>>
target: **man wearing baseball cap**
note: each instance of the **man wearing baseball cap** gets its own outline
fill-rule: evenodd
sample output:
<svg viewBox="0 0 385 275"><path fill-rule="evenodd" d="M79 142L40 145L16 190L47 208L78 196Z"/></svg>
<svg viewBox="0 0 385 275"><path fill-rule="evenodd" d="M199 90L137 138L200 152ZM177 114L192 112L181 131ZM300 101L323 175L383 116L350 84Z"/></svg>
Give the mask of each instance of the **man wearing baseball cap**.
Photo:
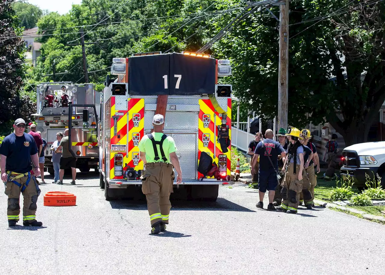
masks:
<svg viewBox="0 0 385 275"><path fill-rule="evenodd" d="M25 121L18 118L13 123L13 132L5 137L0 146L1 179L6 183L5 195L8 196L7 215L8 225L14 226L19 220L20 193L24 197L23 224L39 226L36 221L37 198L40 189L35 177L40 174L39 157L33 137L24 132ZM32 174L31 159L35 168Z"/></svg>
<svg viewBox="0 0 385 275"><path fill-rule="evenodd" d="M175 142L163 134L164 118L157 114L152 120L154 131L139 143L141 159L145 167L142 179L142 191L146 196L152 227L151 234L165 231L169 223L171 203L170 194L175 174L176 183L182 182L182 170L176 156Z"/></svg>

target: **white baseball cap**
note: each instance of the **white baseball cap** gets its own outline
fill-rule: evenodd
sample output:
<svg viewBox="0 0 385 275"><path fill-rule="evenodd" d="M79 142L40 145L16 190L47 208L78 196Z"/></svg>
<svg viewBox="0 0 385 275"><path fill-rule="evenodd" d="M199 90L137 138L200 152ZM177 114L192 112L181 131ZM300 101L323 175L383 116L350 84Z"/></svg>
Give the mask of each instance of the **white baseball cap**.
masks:
<svg viewBox="0 0 385 275"><path fill-rule="evenodd" d="M160 114L157 114L154 116L152 123L156 125L161 125L164 123L164 117Z"/></svg>

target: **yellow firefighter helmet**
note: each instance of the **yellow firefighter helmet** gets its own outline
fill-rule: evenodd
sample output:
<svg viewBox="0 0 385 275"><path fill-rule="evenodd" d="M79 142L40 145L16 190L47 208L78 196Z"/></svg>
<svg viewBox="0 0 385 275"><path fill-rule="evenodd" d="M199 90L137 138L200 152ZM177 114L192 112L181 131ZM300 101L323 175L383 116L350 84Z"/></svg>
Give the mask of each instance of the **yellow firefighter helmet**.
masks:
<svg viewBox="0 0 385 275"><path fill-rule="evenodd" d="M296 138L298 138L300 139L303 139L301 136L301 132L298 128L293 127L292 126L289 126L289 129L288 129L288 132L285 134L285 136L291 136Z"/></svg>
<svg viewBox="0 0 385 275"><path fill-rule="evenodd" d="M301 135L304 138L310 138L311 137L311 136L310 135L310 131L309 129L301 130Z"/></svg>

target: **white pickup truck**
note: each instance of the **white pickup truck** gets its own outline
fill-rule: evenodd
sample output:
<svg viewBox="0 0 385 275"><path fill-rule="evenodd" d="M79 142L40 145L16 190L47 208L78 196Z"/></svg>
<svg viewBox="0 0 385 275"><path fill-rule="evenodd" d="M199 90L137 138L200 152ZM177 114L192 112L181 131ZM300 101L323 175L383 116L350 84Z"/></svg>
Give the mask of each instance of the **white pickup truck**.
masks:
<svg viewBox="0 0 385 275"><path fill-rule="evenodd" d="M365 175L381 177L381 185L385 187L385 141L358 143L342 151L341 177L353 176L359 189L365 187Z"/></svg>

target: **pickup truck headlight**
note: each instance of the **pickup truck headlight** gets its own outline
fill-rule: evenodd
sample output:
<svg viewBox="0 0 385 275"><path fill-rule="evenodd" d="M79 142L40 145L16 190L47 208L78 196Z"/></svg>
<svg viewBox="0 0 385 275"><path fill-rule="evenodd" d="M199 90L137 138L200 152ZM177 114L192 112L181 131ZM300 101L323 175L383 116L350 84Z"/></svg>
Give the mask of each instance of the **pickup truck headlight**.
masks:
<svg viewBox="0 0 385 275"><path fill-rule="evenodd" d="M372 156L360 156L360 163L364 165L374 165L377 161Z"/></svg>

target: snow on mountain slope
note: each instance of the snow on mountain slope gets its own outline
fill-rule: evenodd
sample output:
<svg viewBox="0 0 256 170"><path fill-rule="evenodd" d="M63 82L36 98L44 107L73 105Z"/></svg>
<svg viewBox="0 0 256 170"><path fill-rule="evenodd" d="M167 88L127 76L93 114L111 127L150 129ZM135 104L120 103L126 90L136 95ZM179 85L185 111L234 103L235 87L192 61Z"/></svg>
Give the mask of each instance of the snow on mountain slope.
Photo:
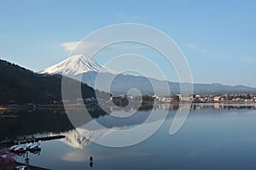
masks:
<svg viewBox="0 0 256 170"><path fill-rule="evenodd" d="M92 59L84 54L75 54L67 60L54 65L44 71L39 71L41 74L61 74L65 76L75 76L88 71L102 71L115 74L116 71L105 67Z"/></svg>

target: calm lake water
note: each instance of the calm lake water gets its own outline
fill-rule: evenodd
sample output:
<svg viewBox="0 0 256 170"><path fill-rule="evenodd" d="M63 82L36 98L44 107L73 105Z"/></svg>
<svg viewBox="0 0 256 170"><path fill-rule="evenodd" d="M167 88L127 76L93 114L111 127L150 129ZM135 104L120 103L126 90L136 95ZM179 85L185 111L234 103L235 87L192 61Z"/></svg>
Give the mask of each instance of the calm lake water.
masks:
<svg viewBox="0 0 256 170"><path fill-rule="evenodd" d="M159 114L166 109L165 105L154 108ZM63 139L41 142L39 156L29 153L30 165L49 169L256 169L255 105L194 105L182 128L170 135L176 109L168 110L163 125L147 140L123 148L102 146L86 140L68 125L63 112L18 112L15 115L20 118L1 117L1 123L7 124L1 128L1 137L66 135ZM96 119L109 127L132 128L143 122L150 111L137 111L120 122L108 115ZM40 115L37 123L25 121L34 115ZM59 125L52 125L60 119ZM7 122L17 128L10 129ZM26 128L23 128L26 124ZM90 156L94 158L92 167ZM22 156L17 156L15 160L25 162Z"/></svg>

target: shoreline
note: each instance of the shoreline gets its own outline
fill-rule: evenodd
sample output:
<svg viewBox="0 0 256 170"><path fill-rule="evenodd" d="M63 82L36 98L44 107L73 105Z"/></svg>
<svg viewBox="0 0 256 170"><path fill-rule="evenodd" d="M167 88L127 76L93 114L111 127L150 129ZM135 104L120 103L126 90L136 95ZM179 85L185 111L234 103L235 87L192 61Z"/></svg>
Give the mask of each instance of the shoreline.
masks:
<svg viewBox="0 0 256 170"><path fill-rule="evenodd" d="M152 102L152 104L148 104L148 105L153 105L154 102ZM160 103L155 103L156 105L163 105L163 104L168 104L168 105L179 105L179 104L189 104L189 102L160 102ZM218 101L218 102L192 102L191 105L194 104L212 104L212 105L217 105L217 104L232 104L232 105L246 105L246 104L249 104L249 105L256 105L256 102L248 102L248 101ZM13 105L6 105L6 106L2 106L0 107L0 113L5 112L5 111L13 111L13 110L49 110L49 109L55 109L55 110L64 110L66 109L76 109L76 108L79 108L79 107L84 107L84 105L89 106L89 107L99 107L98 105L78 105L78 104L70 104L70 105L65 105L65 107L63 105L38 105L38 106L34 107L34 108L30 108L28 107L26 105L16 105L15 106Z"/></svg>

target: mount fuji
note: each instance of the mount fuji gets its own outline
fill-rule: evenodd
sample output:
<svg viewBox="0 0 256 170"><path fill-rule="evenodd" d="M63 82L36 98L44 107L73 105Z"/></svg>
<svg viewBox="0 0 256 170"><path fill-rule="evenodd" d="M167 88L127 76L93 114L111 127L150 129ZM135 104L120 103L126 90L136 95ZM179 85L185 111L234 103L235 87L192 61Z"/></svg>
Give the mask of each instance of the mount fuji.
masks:
<svg viewBox="0 0 256 170"><path fill-rule="evenodd" d="M81 81L94 88L96 88L96 80L100 73L101 78L103 77L103 80L101 81L102 85L104 85L104 80L106 82L113 80L110 85L110 92L107 91L113 95L127 94L132 88L138 89L142 94L166 95L168 94L166 88L163 88L163 87L166 87L166 82L171 94L180 93L179 82L160 81L142 76L119 74L84 54L72 55L62 62L39 71L39 73L61 74ZM113 79L113 77L114 78ZM157 87L153 88L152 82ZM242 85L228 86L219 83L194 83L193 86L195 94L256 92L255 88ZM101 87L97 87L97 89L106 91L104 88L101 88Z"/></svg>
<svg viewBox="0 0 256 170"><path fill-rule="evenodd" d="M41 74L61 74L73 77L73 76L84 74L90 71L116 72L102 64L96 62L92 59L84 54L74 54L67 60L54 65L44 71L39 71Z"/></svg>

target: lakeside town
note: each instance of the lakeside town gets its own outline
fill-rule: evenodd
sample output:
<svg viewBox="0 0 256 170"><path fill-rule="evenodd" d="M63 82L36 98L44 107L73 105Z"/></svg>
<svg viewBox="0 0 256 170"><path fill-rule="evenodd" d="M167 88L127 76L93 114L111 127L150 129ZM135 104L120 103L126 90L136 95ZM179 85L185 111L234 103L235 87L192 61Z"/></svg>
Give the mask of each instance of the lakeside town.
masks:
<svg viewBox="0 0 256 170"><path fill-rule="evenodd" d="M0 103L0 111L6 110L9 108L26 107L30 110L37 108L49 107L62 107L65 104L69 106L79 106L85 105L86 106L105 105L105 106L126 106L129 102L137 103L141 101L142 105L152 105L156 104L177 104L177 103L256 103L256 94L193 94L191 96L183 96L182 94L173 94L172 96L157 96L157 95L118 95L111 96L108 100L102 99L96 99L94 97L85 99L77 99L76 100L60 100L50 101L49 104L19 104L15 100L9 101L8 104ZM1 101L0 101L1 102Z"/></svg>

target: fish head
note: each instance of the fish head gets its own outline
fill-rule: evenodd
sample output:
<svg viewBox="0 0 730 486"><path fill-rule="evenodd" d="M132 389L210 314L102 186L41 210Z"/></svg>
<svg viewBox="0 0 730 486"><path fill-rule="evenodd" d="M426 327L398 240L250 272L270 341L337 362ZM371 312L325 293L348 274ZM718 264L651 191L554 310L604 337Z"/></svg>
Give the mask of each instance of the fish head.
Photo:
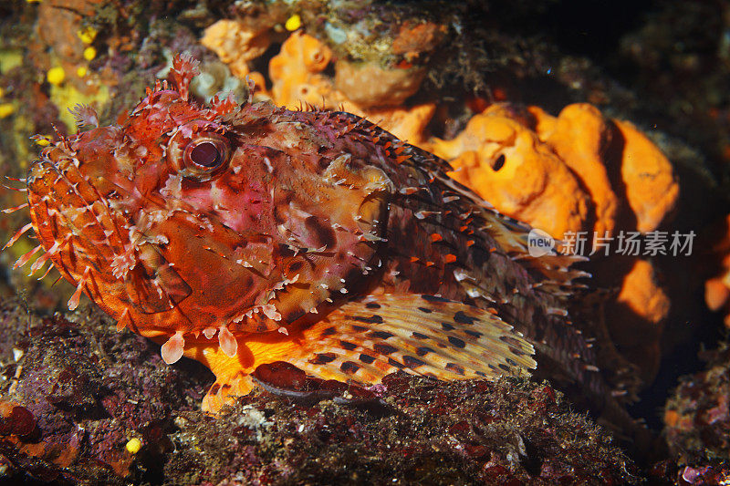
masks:
<svg viewBox="0 0 730 486"><path fill-rule="evenodd" d="M33 227L77 301L84 292L150 336L266 332L372 279L392 191L383 171L322 157L317 134L277 122L271 105L198 105L195 73L177 57L176 86L30 168Z"/></svg>

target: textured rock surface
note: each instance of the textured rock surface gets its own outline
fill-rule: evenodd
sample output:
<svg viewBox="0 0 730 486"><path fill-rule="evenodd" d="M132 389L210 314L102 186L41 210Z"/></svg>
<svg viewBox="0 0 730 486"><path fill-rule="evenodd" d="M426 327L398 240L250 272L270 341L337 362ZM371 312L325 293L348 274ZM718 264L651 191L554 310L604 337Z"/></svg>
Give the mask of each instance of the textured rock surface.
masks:
<svg viewBox="0 0 730 486"><path fill-rule="evenodd" d="M5 302L0 461L61 484L635 482L610 436L548 384L391 375L370 398L257 391L198 411L212 377L96 314L39 317ZM28 322L30 319L30 326ZM7 339L22 351L16 361ZM280 391L277 393L281 393ZM9 423L20 423L23 427ZM15 420L8 421L8 419ZM34 427L34 421L36 426ZM7 427L6 427L7 426ZM137 438L141 450L125 445Z"/></svg>

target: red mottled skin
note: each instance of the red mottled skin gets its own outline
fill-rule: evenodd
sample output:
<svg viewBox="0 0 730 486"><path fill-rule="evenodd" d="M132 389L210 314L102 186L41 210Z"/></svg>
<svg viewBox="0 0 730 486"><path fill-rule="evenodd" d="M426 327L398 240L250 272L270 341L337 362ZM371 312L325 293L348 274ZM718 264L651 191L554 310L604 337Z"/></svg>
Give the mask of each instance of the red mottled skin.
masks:
<svg viewBox="0 0 730 486"><path fill-rule="evenodd" d="M117 125L62 140L30 169L33 228L78 285L71 307L83 292L164 343L166 361L211 367L210 410L279 360L364 383L534 367L508 324L535 344L539 376L610 399L563 310L581 274L569 258L530 257L528 227L363 119L203 107L188 98L195 72L176 57L174 88L148 90Z"/></svg>

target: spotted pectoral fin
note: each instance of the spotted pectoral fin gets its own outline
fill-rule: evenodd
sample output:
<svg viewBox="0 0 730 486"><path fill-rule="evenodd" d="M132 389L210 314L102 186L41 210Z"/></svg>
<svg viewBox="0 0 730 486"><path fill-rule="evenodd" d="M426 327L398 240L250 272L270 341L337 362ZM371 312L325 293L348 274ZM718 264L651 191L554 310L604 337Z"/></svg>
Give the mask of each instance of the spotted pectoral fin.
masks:
<svg viewBox="0 0 730 486"><path fill-rule="evenodd" d="M532 345L496 315L431 295L349 302L306 334L308 352L287 360L326 379L377 383L399 369L441 379L527 376L537 366Z"/></svg>

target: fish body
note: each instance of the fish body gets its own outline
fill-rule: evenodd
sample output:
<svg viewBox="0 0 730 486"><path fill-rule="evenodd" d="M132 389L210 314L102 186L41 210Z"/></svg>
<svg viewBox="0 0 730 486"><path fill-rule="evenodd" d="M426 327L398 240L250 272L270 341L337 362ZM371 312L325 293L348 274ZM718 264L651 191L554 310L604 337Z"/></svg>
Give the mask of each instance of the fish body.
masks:
<svg viewBox="0 0 730 486"><path fill-rule="evenodd" d="M571 258L451 180L448 163L364 119L189 99L177 57L110 127L62 139L26 178L49 259L119 328L208 366L203 408L259 365L377 383L537 373L600 395L565 311ZM96 116L77 109L81 123Z"/></svg>

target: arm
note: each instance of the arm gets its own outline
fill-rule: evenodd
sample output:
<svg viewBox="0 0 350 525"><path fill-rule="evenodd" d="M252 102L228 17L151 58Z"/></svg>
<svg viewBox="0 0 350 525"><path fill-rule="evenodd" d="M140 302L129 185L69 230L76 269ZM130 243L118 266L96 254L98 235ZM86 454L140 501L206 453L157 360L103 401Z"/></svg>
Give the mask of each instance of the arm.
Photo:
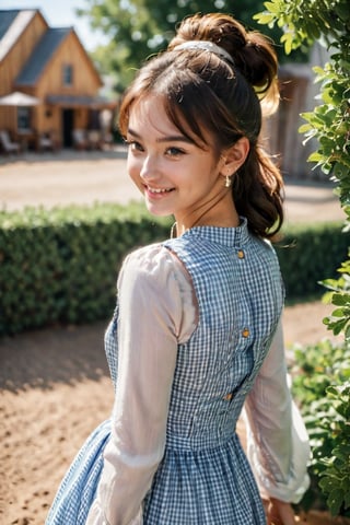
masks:
<svg viewBox="0 0 350 525"><path fill-rule="evenodd" d="M308 487L308 438L288 386L281 322L249 393L247 454L261 497L298 503Z"/></svg>
<svg viewBox="0 0 350 525"><path fill-rule="evenodd" d="M164 454L177 345L194 319L184 318L186 289L177 266L158 247L131 254L120 272L112 435L89 525L142 523L141 503Z"/></svg>

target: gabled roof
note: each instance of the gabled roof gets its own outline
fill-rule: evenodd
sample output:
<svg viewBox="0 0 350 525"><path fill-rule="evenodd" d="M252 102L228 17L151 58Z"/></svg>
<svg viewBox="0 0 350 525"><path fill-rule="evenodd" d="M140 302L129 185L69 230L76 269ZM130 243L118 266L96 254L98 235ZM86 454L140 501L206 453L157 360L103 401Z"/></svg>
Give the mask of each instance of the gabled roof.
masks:
<svg viewBox="0 0 350 525"><path fill-rule="evenodd" d="M7 56L36 12L34 9L0 11L0 60Z"/></svg>
<svg viewBox="0 0 350 525"><path fill-rule="evenodd" d="M47 30L15 80L15 85L35 84L56 49L71 31L73 31L72 27L51 27Z"/></svg>

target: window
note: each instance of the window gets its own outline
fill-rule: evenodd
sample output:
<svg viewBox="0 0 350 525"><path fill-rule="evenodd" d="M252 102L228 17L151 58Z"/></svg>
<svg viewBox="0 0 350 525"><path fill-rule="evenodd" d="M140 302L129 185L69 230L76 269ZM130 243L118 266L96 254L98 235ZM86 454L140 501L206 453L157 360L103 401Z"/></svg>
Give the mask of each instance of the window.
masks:
<svg viewBox="0 0 350 525"><path fill-rule="evenodd" d="M73 85L73 67L65 63L62 68L63 85Z"/></svg>
<svg viewBox="0 0 350 525"><path fill-rule="evenodd" d="M18 129L19 131L27 131L31 129L31 108L18 107Z"/></svg>

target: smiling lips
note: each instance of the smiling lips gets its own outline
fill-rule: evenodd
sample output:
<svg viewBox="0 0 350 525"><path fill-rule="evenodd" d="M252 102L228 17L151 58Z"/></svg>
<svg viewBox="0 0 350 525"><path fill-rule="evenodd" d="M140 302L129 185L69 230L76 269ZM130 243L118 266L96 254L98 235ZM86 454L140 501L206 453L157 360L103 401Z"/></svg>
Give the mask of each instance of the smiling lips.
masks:
<svg viewBox="0 0 350 525"><path fill-rule="evenodd" d="M174 188L151 188L151 186L144 186L144 188L151 195L164 195L174 190Z"/></svg>

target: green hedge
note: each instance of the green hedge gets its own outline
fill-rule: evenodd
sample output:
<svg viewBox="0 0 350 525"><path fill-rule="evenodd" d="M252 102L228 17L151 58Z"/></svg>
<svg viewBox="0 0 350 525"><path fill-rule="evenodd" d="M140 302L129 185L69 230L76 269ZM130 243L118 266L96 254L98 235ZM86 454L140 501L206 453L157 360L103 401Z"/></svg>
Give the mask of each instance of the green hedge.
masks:
<svg viewBox="0 0 350 525"><path fill-rule="evenodd" d="M0 335L107 318L125 255L164 238L139 205L0 213Z"/></svg>
<svg viewBox="0 0 350 525"><path fill-rule="evenodd" d="M0 212L0 335L108 318L125 255L168 236L142 205ZM277 247L288 299L320 293L347 255L341 224L290 229Z"/></svg>
<svg viewBox="0 0 350 525"><path fill-rule="evenodd" d="M347 258L349 233L342 232L341 222L295 224L283 233L276 250L287 300L320 296L326 290L319 281L337 277L337 269Z"/></svg>

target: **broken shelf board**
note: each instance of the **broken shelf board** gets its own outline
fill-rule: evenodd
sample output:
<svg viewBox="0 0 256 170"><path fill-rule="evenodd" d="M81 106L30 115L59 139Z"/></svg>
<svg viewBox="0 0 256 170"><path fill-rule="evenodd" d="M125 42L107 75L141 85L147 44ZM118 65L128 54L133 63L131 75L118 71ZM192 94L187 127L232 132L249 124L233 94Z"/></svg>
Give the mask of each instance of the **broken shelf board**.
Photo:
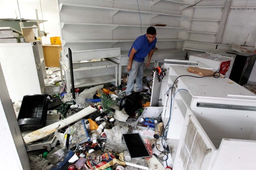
<<
# EXERCISE INSTRUCTIONS:
Present the lines of the records starting at the one containing "target: window" and ending at the one containing "85L73 67L65 63L62" as a numbered list, leaving out any blank lines.

# ANSWER FOR THIS EXERCISE:
1. target: window
2. note: each instance of the window gets its own outline
3. fill-rule: evenodd
4. sample output:
5. <svg viewBox="0 0 350 525"><path fill-rule="evenodd" d="M252 102L228 17L151 58Z"/></svg>
6. <svg viewBox="0 0 350 525"><path fill-rule="evenodd" d="M140 302L129 185L69 230L76 269ZM130 243L118 266L96 254L98 235ZM86 454L140 501L206 453L157 360L103 401Z"/></svg>
7. Give the mask of each instance of the window.
8. masks:
9. <svg viewBox="0 0 350 525"><path fill-rule="evenodd" d="M73 85L73 67L65 63L62 68L63 85Z"/></svg>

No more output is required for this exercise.